== WHAT YOU NEED TO DO ==
Leave out the lines before the one with "Study the picture above. For each instance of the clear"; output that line and all remaining lines of the records exactly.

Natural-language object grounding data
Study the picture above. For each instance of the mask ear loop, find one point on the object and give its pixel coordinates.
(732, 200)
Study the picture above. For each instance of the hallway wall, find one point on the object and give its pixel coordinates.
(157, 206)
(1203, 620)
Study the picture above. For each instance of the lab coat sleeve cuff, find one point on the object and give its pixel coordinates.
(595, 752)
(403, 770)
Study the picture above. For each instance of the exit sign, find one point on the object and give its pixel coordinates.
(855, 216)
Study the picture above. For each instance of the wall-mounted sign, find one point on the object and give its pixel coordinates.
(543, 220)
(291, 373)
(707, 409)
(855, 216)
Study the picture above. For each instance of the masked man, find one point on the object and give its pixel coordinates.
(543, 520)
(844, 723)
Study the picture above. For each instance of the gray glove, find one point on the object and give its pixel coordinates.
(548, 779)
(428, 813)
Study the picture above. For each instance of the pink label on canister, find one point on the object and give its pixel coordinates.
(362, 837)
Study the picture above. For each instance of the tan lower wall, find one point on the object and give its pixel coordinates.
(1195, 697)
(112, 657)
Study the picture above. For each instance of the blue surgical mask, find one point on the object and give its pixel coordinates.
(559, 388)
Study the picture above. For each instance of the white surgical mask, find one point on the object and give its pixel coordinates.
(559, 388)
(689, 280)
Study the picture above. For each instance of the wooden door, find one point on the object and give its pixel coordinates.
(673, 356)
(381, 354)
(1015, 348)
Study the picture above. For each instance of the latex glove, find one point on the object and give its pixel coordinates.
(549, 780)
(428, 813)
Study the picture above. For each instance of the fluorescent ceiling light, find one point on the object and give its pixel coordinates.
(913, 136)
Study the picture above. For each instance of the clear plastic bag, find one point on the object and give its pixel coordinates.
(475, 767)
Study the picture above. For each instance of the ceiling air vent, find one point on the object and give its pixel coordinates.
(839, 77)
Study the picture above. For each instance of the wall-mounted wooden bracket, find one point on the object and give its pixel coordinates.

== ANSWER ==
Study the picture above. For each instance of the clear plastic bag, find one point on the object and give its pixel coordinates.
(475, 767)
Study the picture above. For each instance of the ceiling air vent, find one point on the object and give its pixel coordinates.
(839, 77)
Study the picture above. For each instance of the wall-mounted wooden bracket, find one point on the object and give its pixel coordinates.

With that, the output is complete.